-- START OF SUPPLIED TEXT --
We have a definite quaternion algebra $K$, we have to show that it is ramified at $\infty$.
For any prime $p$ including $\infty$, $\mathbb{Q}_p$ be it's $p$-adic completion if $p$ is finite and $\mathbb{Q}_{\infty} = \mathbb{R}$. We say a quaternion algebra $K$ splits at $p$ if $$ K \otimes_{\mathbb{Q}} \mathbb{Q}_p \cong M_2(\mathbb{Q}_p )$$ Here, $\alpha^{2} , \beta^{2} \in \mathbb{Q}$ and $<0$, $\alpha. \beta = - \beta. \alpha$ otherwise we say $K$ is ramified at $p$.
(This isomorphism is algebra isomorphism)
Now, here for $K= \mathbb{Q} + \mathbb{Q} \alpha + \mathbb{Q} \beta + \mathbb{Q} \alpha. \beta $, and $\mathbb{Q}_{\infty} = \mathbb{R}$ and
$$ K \otimes \mathbb{R} = (\mathbb{Q} + \mathbb{Q} \alpha + \mathbb{Q} \beta + \mathbb{Q} \alpha. \beta) \otimes \mathbb{R}$$
$$= (\mathbb{Q} \otimes \mathbb{R}) + (\mathbb{Q} \alpha \otimes \mathbb{R}) + (\mathbb{Q} \beta \otimes \mathbb{R}) + (\mathbb{Q} \alpha. \beta \otimes \mathbb{R})$$
$$= \mathbb{R} + \alpha (\mathbb{Q} \otimes \mathbb{R}) + \beta (\mathbb{Q} \otimes \mathbb{R}) + \alpha. \beta (\mathbb{Q} \otimes \mathbb{R})$$
$$\cong \mathbb{R} + \alpha \mathbb{R} +\alpha \mathbb{R} + \alpha. \beta \mathbb{R} $$
And $M_2(\mathbb{R})$ on the right side. I know I have to show that these two algebras are not isomorphic. The hint says that $M_2(\mathbb{R})$ has zero divisors and since $K \otimes \mathbb{R}$ is a division algebra, it does not. Hence, they cannot be algebra isomorphic.
-- END OF SUPPLIED TEXT --
-- START OF DATA PROVIDED --
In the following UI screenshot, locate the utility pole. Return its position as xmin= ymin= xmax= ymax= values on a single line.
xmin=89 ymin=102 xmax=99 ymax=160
-- END OF DATA PROVIDED --
TASKS TO COMPLETE –
**1)** Answer these from the quaternion algebra post:
(a) What is $\mathbb{Q}_{\infty}$ defined to be?
(b) According to the parenthetical note, what kind of isomorphism is the one used in the definition of splitting?
(c) What does the hint say $M_2(\mathbb{R})$ has?
**2)** Retype the part of the quaternion algebra post that begins at the words "We have a definite" and stops after the words "ramified at $p$.".

SOLUTIONS TO THE TASKS –
**1)**
(a) $\mathbb{R}$
(b) An algebra isomorphism
(c) Zero divisors

**2)**
We have a definite quaternion algebra $K$, we have to show that it is ramified at $\infty$.
For any prime $p$ including $\infty$, $\mathbb{Q}_p$ be it's $p$-adic completion if $p$ is finite and $\mathbb{Q}_{\infty} = \mathbb{R}$. We say a quaternion algebra $K$ splits at $p$ if $$ K \otimes_{\mathbb{Q}} \mathbb{Q}_p \cong M_2(\mathbb{Q}_p )$$ Here, $\alpha^{2} , \beta^{2} \in \mathbb{Q}$ and $<0$, $\alpha. \beta = - \beta. \alpha$ otherwise we say $K$ is ramified at $p$.